* _WHAT YOU NEED TO DO_
Transcribe each line exactly.

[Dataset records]
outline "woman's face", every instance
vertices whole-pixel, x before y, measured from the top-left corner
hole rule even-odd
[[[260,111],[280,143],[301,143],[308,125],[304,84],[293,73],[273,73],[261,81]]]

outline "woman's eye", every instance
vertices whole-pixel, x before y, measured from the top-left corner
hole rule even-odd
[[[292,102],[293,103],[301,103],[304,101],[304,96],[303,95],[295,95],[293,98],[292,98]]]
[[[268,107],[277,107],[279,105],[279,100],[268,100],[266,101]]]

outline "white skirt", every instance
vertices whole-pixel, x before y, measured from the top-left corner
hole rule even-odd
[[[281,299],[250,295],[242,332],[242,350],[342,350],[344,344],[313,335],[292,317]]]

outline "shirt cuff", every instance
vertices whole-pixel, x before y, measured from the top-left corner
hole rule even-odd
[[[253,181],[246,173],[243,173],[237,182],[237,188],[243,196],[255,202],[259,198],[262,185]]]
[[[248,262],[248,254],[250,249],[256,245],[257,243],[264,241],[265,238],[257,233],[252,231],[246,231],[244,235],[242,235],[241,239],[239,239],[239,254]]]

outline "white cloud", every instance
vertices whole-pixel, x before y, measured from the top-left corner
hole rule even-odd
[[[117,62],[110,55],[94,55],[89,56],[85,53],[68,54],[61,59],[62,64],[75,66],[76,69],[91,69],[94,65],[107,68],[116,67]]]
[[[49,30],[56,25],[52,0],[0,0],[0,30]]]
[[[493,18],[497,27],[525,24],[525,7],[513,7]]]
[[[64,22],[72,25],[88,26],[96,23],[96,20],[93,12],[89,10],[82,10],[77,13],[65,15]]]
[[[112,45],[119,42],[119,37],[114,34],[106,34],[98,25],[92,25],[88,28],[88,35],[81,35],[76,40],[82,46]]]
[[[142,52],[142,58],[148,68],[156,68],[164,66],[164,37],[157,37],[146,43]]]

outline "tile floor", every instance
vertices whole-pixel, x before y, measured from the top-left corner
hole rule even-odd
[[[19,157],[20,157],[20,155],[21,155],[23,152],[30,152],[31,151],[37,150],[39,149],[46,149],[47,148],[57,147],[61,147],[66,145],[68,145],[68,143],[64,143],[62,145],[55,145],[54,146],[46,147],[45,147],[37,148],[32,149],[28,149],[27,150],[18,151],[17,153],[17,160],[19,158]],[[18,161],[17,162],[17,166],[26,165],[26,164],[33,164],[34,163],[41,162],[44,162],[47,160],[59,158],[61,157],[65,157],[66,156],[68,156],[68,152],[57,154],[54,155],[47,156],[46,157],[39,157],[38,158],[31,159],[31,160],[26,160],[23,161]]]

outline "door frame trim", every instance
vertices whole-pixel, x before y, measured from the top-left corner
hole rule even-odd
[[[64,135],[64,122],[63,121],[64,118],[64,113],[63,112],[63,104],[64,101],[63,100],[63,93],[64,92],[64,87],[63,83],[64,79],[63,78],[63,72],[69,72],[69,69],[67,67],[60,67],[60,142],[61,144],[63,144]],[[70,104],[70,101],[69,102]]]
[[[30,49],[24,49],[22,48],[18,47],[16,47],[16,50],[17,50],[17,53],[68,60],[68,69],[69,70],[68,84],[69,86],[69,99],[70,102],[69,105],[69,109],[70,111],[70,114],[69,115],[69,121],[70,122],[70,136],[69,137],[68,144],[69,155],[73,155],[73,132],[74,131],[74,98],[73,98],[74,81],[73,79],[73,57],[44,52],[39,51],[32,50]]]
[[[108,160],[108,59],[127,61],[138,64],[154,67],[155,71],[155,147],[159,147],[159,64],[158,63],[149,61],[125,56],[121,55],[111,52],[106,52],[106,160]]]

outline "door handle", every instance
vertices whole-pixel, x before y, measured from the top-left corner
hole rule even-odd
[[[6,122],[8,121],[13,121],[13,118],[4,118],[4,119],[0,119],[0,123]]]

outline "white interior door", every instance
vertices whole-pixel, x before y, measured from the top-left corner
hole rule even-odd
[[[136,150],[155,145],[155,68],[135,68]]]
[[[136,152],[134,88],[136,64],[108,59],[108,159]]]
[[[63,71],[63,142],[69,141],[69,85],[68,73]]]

* _FINAL RESULT_
outline "woman's face", every instance
vertices whole-pixel, x before y, measured from the top-left corner
hole rule even-odd
[[[260,111],[280,143],[301,143],[308,125],[304,84],[293,73],[273,73],[261,81]]]

outline "woman's eye", every instance
vertices whole-pixel, x before y, measured from the top-left corner
hole rule even-odd
[[[292,102],[293,103],[301,103],[304,101],[304,96],[303,95],[295,95],[293,98],[292,98]]]
[[[268,107],[277,107],[279,105],[279,100],[268,100],[266,101]]]

outline "white skirt", every instance
vertices whole-pixel, x before y, measured from the top-left corner
hole rule even-odd
[[[281,299],[250,295],[242,332],[242,350],[342,350],[344,344],[313,335],[292,317]]]

outline "shirt cuff", every instance
vertices whole-pixel, x before y, measured from the top-left corner
hole rule even-odd
[[[253,181],[246,173],[243,173],[237,182],[237,188],[243,196],[255,202],[259,198],[262,185]]]
[[[248,262],[248,254],[250,249],[256,245],[257,243],[264,241],[265,238],[257,233],[252,231],[246,231],[244,235],[242,235],[241,239],[239,239],[239,254]]]

outline "white cloud", every instance
vertices whole-pixel, x before y, measured from the top-left corner
hole rule even-odd
[[[117,62],[110,55],[94,55],[89,56],[85,53],[68,54],[61,59],[62,64],[75,66],[76,69],[91,69],[94,65],[107,68],[116,67]]]
[[[49,30],[56,25],[52,0],[0,0],[0,30]]]
[[[493,18],[497,27],[525,24],[525,7],[513,7]]]
[[[64,22],[72,25],[88,26],[96,23],[96,20],[93,12],[89,10],[82,10],[77,13],[65,15]]]
[[[112,45],[119,42],[119,37],[114,34],[106,34],[98,25],[92,25],[88,28],[88,35],[81,35],[76,40],[82,46]]]
[[[142,52],[142,58],[148,68],[156,68],[164,66],[164,37],[157,37],[146,43]]]

outline "tile floor", every instance
vertices whole-pixel, x before y, measured from the top-left corner
hole rule even-odd
[[[19,157],[20,157],[20,155],[21,155],[23,152],[30,152],[31,151],[37,150],[39,149],[46,149],[47,148],[57,147],[61,147],[66,145],[68,145],[68,143],[64,143],[62,145],[55,145],[54,146],[46,147],[45,147],[37,148],[32,149],[28,149],[27,150],[18,151],[17,153],[17,160],[19,158]],[[18,161],[17,162],[17,166],[26,165],[26,164],[33,164],[34,163],[41,162],[44,162],[47,160],[59,158],[61,157],[65,157],[66,156],[68,156],[68,152],[57,154],[54,155],[47,156],[46,157],[39,157],[38,158],[31,159],[31,160],[26,160],[23,161]]]

outline "door frame trim", every instance
vertices whole-pixel, x before y, measured from the top-left corner
hole rule even-odd
[[[64,135],[64,122],[63,121],[64,118],[64,113],[63,112],[63,104],[64,101],[63,100],[63,93],[64,92],[64,87],[63,83],[64,79],[63,78],[63,72],[69,72],[69,69],[67,67],[60,67],[60,142],[61,144],[63,144]],[[70,104],[70,101],[69,102]]]
[[[30,49],[24,49],[22,48],[18,47],[16,47],[16,50],[17,50],[17,53],[68,60],[68,69],[69,70],[68,84],[69,86],[69,99],[70,102],[69,105],[69,109],[70,111],[70,114],[69,115],[69,121],[70,122],[70,136],[69,137],[68,144],[69,155],[73,155],[73,132],[74,131],[74,98],[73,98],[74,81],[73,79],[73,57],[44,52],[39,51],[32,50]]]
[[[108,160],[108,59],[127,61],[138,64],[154,67],[155,71],[155,147],[159,147],[159,64],[158,63],[149,61],[125,56],[121,55],[111,52],[106,52],[106,160]]]

outline "door handle", every instance
vertices whole-pixel, x before y, measured from the top-left corner
hole rule even-odd
[[[6,122],[8,121],[13,121],[13,118],[4,118],[4,119],[0,119],[0,123]]]

outline "white interior door", every instance
vertices whole-pixel, x before y, measured from the top-left corner
hole rule even-odd
[[[136,150],[155,145],[155,68],[135,68]]]
[[[136,152],[134,88],[136,64],[108,59],[108,159]]]
[[[63,71],[63,142],[69,141],[69,85],[68,73]]]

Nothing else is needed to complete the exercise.